→ Input for this task
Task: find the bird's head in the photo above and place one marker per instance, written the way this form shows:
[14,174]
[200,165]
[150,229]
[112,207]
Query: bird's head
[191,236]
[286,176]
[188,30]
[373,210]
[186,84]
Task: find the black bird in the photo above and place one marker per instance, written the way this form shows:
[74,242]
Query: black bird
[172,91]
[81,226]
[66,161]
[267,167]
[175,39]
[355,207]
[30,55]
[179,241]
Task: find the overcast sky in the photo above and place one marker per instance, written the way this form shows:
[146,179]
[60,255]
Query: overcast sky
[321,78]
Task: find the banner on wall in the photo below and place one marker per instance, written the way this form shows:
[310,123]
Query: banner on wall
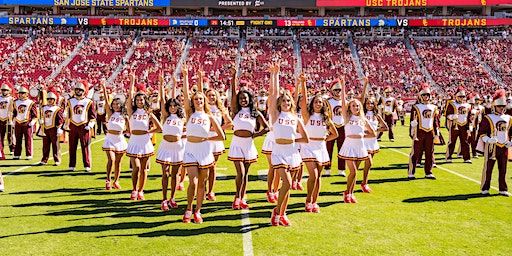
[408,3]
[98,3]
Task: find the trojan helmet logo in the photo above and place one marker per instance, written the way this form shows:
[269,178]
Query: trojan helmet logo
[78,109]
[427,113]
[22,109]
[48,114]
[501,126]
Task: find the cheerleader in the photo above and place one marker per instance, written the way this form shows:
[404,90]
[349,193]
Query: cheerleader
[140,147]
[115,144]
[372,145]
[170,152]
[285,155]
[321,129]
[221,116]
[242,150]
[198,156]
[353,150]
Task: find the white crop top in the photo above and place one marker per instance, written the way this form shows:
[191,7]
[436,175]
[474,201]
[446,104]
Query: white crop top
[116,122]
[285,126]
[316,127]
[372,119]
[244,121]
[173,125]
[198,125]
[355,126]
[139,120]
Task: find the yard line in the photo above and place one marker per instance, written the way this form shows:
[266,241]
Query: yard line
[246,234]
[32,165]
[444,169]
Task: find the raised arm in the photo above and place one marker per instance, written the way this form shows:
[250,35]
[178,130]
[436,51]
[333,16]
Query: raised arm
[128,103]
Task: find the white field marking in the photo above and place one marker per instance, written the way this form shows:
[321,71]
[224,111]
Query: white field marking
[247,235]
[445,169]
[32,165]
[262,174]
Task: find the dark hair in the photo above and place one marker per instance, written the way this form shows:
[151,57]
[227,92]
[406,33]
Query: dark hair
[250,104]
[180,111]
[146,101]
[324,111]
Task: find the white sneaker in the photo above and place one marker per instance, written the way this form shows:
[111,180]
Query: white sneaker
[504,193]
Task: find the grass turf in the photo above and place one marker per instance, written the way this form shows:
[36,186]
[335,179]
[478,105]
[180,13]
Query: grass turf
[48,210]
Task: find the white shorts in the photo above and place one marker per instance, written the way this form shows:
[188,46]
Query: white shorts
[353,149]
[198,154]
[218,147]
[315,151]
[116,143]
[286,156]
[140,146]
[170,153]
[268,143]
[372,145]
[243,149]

---

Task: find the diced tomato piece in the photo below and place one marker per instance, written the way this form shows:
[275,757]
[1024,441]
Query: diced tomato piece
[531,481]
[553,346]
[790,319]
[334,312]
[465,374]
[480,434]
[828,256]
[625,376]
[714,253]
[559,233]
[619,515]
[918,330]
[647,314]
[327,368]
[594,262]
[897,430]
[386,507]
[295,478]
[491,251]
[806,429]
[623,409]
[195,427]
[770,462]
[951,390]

→ Problem statement
Find every line above where the word "below" occurs, and copy that line.

→ Exercise solution
Task: find the banner on wall in the photo below and place one marker per instance, written the way this form shows:
Task: find the diced tomato piece in the photo below and place one marker per instance, written the way this form shows:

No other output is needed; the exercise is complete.